§ Problem: Copy every line of the listing exactly.

[Data in this exercise start]

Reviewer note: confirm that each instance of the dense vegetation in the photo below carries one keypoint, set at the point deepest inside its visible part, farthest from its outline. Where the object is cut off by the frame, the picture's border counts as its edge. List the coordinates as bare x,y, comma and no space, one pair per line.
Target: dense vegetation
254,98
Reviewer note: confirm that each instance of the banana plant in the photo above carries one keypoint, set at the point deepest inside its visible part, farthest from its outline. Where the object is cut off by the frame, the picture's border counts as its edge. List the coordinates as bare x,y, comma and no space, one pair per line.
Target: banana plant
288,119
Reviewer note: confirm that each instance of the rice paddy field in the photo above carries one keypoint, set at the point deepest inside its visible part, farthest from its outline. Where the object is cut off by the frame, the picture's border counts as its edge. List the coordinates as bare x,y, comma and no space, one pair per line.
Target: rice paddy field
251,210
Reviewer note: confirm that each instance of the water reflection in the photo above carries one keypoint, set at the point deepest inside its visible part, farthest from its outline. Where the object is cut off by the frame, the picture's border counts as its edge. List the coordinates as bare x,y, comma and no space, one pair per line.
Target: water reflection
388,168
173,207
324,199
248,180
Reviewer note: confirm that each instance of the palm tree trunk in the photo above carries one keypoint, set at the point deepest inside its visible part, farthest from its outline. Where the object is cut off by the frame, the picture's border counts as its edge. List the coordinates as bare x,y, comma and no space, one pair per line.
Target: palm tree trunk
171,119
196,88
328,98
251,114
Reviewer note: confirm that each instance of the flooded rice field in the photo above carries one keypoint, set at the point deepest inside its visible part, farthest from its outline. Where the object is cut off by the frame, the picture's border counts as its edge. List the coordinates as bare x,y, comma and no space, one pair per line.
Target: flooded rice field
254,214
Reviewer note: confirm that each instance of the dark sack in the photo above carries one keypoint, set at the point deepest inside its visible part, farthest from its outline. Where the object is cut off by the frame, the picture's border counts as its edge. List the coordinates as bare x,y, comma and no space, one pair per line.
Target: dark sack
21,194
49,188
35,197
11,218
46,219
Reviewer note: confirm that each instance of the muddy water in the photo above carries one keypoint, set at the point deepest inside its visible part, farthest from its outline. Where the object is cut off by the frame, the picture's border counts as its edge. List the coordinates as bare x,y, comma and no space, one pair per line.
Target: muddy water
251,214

[Data in this exercise end]

§ Response:
Reviewer note: confirm that each instance of the dense vegetation in the photo below carries one keypoint, set at the point deepest inside its visible part, farthest from its outline. Where the object is cut off by the frame, the picture's border counts as its edge. List the coordinates as bare x,y, comma and no space, one pair per line.
Target: dense vegetation
254,98
Reviewer note: confirm that each instance of the banana plant in the photo above carries one keypoint, set at the point deepest inside its visible part, farthest from its outline. Where the object is cut off by the frame, the picture's border counts as its edge. List the coordinates as bare x,y, comma and no space, one pair per line.
Target: banana plant
288,119
Reviewer note: confirm that each instance of the rice paddy field in the photo above carries one keypoint, set at the point deepest inside its visible part, farthest from its outline. Where the object is cut off by the frame, the picture's border counts as its edge. List the coordinates as bare x,y, comma and no space, one pair per line.
Target: rice paddy field
251,210
Reviewer note: confirm that each instance of the water reflection in the photo above carries one keypoint, set at the point deepest inside its visible part, farthest from its outline. Where the object is cut off by the frame, the picture's border counts as its edge. List the coordinates as bare x,y, comma and no space, one pair per line.
Target: water reflection
388,168
173,207
324,199
248,180
Reviewer note: confirm that each instance of the palm tree trunk in the photo above carries one keypoint, set at the point deepest inside its visible part, farthest from its outline. Where the object is cut off by the frame, the picture's border counts as its edge. List the coordinates as bare x,y, comma and no space, one pair per line.
Target: palm tree trunk
171,119
196,88
328,98
251,114
Reviewer note: confirm that each instance of the flooded rice field in the photo above carries one keypoint, set at the point deepest inside its visible part, farthest from its outline. Where the object is cut off by the frame, the picture's border counts as its edge. List the coordinates as bare x,y, comma and no space, one pair per line.
Target: flooded rice field
254,214
Reviewer note: confirm that each instance of the dark sack in the photo above carries one keypoint, set at the point deepest inside its visible part, farthest from its outline. Where the object is cut off by the frame, the picture's border counts as its edge. List the coordinates as bare x,y, comma and no space, one pair per line.
Target: dark sack
21,194
49,188
35,197
11,218
46,219
Reviewer note: confirm that each instance of the muddy water in the photo above carries one keypoint, set at the point deepest inside its visible part, farthest from its outline. Where the object is cut off by the frame, the picture's border counts as its edge. List the coordinates as bare x,y, comma and no space, one pair per line.
Target: muddy water
251,214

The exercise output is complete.